Count the lines in the records below that contain the string "orange", treating case as significant. Give only the number.
>> begin
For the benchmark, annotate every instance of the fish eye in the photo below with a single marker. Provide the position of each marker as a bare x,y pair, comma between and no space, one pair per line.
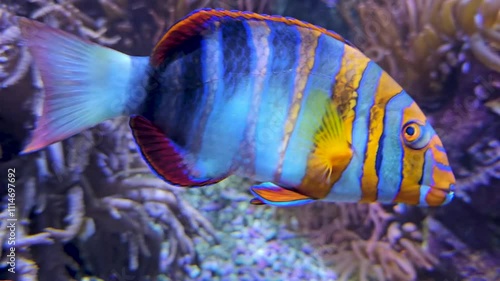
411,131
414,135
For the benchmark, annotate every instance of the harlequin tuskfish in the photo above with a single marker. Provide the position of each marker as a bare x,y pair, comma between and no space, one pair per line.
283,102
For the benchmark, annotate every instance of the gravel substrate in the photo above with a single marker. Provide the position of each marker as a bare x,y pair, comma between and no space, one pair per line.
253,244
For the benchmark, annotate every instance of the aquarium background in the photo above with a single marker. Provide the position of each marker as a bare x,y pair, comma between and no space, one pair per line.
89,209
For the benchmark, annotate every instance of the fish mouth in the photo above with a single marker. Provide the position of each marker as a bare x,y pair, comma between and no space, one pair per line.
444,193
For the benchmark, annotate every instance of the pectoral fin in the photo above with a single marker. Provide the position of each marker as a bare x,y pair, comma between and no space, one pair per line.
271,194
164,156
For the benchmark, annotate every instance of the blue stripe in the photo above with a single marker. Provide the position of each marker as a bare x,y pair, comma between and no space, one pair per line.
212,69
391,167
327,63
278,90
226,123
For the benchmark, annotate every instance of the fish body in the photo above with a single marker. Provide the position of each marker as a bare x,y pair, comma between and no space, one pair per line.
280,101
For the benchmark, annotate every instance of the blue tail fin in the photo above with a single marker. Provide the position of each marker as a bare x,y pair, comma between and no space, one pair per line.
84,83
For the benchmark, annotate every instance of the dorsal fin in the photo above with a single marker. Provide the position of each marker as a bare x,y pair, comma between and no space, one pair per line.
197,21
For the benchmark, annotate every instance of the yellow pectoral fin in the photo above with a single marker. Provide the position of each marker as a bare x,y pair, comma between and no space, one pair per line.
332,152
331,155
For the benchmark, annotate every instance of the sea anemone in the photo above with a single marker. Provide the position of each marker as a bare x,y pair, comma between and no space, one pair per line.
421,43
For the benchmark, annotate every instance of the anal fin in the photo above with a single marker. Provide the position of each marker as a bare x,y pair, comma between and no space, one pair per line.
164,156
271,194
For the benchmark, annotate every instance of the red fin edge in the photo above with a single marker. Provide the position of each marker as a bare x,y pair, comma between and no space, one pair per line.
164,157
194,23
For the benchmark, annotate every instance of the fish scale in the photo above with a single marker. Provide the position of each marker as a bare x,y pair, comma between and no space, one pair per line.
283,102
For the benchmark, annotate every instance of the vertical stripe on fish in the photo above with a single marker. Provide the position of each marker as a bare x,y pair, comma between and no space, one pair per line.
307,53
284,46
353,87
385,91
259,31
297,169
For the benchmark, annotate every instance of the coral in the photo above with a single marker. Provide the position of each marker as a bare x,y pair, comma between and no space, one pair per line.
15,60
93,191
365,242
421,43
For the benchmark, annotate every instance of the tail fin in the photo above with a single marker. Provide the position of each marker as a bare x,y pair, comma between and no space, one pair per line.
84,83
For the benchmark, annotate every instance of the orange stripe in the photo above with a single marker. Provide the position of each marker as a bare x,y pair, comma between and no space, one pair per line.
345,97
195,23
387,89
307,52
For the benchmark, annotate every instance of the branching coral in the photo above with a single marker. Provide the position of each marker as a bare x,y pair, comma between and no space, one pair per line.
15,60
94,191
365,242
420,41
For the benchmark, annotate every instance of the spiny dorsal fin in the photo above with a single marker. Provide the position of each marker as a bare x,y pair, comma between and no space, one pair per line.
>> end
>> begin
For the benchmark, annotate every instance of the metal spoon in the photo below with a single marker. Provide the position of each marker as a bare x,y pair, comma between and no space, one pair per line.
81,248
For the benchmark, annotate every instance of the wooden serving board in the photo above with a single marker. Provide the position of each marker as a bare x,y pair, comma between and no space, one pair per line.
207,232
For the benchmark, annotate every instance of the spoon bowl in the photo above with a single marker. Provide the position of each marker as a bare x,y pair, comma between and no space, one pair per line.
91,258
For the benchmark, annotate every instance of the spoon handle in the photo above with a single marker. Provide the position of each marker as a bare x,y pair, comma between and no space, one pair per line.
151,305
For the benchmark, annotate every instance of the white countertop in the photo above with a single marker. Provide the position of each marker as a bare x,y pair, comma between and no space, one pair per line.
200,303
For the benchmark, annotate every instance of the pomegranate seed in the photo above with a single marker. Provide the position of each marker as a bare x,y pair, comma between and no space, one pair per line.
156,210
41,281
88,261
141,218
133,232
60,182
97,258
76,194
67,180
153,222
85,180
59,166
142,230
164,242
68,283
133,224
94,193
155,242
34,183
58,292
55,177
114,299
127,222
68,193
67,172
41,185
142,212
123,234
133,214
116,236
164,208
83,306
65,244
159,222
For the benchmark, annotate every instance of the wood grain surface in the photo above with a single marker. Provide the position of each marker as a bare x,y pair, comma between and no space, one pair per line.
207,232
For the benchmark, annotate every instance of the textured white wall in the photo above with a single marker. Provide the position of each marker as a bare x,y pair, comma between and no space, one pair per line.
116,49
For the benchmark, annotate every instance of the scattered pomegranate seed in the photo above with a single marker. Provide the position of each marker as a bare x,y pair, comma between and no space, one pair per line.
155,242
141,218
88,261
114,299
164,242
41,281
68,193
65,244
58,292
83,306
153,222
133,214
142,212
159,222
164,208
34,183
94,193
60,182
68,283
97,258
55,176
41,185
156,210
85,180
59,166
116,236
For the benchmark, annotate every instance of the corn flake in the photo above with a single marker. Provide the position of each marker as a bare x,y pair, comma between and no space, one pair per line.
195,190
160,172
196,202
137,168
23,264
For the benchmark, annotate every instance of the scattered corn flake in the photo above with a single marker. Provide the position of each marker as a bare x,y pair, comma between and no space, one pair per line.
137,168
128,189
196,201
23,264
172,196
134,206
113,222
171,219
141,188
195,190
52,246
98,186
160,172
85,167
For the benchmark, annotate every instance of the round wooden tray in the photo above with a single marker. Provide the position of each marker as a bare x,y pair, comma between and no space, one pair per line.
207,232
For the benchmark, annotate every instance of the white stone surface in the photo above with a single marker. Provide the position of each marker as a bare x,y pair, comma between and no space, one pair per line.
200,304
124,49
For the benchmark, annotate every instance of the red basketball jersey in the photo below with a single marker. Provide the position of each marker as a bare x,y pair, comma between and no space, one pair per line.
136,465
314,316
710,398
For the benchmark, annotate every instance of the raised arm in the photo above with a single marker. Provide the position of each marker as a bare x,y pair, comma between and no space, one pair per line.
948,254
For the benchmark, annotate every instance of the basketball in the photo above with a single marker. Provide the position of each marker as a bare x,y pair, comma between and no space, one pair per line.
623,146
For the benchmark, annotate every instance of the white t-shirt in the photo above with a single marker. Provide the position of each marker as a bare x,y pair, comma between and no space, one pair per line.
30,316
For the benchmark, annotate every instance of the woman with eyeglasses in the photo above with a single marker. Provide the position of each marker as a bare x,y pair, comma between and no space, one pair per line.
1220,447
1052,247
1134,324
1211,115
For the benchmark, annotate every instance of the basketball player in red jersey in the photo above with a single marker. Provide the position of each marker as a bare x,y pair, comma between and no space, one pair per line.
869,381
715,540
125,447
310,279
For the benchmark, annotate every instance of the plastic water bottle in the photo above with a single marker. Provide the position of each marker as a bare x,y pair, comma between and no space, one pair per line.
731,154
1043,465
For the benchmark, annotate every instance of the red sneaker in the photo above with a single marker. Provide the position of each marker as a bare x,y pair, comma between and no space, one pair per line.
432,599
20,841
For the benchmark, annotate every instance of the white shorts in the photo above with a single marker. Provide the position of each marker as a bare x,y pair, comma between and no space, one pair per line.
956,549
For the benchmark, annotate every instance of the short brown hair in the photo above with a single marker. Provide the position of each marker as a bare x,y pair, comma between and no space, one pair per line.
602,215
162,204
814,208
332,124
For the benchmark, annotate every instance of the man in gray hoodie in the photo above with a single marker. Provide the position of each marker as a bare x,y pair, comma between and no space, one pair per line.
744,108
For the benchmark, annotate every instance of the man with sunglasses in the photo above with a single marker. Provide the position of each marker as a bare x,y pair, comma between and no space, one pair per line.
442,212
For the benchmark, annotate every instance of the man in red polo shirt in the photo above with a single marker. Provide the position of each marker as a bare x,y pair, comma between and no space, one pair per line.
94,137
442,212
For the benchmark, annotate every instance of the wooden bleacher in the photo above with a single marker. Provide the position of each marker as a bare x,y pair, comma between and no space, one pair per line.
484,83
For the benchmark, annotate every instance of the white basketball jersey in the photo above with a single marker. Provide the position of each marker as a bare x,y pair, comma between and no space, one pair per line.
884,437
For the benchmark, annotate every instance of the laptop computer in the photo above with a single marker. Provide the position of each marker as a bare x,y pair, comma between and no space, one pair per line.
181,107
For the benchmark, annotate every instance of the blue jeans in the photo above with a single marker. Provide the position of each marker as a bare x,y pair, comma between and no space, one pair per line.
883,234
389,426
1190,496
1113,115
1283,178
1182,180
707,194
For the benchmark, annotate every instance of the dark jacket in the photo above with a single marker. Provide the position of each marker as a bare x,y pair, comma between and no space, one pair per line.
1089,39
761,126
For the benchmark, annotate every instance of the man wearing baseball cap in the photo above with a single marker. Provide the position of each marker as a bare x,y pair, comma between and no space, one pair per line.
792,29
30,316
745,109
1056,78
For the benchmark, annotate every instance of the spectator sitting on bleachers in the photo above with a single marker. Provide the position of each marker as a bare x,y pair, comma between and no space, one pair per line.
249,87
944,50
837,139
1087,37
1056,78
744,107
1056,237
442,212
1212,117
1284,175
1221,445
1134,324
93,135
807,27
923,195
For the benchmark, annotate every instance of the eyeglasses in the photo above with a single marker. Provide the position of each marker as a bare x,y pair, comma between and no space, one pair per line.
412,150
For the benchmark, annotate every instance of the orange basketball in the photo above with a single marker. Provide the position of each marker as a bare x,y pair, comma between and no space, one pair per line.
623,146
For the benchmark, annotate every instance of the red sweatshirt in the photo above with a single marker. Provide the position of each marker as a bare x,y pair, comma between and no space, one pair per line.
>> end
>> begin
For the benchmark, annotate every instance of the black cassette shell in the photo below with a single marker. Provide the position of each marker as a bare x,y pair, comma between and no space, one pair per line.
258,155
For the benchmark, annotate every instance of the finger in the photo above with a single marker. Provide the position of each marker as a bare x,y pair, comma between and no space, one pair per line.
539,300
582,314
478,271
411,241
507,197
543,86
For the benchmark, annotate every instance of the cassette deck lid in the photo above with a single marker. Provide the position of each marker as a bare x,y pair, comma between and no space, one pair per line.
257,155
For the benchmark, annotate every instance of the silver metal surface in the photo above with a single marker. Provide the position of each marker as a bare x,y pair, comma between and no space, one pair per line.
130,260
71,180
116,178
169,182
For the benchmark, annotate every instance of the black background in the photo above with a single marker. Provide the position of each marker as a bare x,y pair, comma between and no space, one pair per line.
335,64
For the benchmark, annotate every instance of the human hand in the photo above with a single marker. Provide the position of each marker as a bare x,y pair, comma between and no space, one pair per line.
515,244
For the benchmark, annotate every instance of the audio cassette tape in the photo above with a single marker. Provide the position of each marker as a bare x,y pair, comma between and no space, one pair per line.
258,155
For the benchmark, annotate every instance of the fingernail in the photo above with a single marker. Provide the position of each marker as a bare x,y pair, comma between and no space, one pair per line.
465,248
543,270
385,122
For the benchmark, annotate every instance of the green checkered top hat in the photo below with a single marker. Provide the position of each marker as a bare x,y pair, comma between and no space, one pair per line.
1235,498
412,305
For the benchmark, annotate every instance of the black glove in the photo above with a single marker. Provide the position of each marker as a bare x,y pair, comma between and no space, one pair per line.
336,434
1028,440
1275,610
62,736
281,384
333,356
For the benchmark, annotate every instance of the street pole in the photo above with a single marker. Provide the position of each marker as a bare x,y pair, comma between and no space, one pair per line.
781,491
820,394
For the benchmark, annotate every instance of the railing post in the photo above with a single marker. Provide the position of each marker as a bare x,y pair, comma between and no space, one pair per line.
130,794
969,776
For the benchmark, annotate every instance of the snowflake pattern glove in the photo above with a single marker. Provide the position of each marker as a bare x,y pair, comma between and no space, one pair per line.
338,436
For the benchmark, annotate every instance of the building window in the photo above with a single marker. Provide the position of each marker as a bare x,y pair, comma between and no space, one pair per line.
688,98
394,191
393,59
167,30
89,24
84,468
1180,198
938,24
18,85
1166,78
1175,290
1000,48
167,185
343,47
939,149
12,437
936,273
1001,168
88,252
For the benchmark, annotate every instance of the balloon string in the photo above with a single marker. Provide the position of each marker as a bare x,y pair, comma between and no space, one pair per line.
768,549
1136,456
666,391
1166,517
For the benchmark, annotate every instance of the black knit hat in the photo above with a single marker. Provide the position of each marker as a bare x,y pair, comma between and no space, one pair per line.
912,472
>> end
Solution to the problem: 2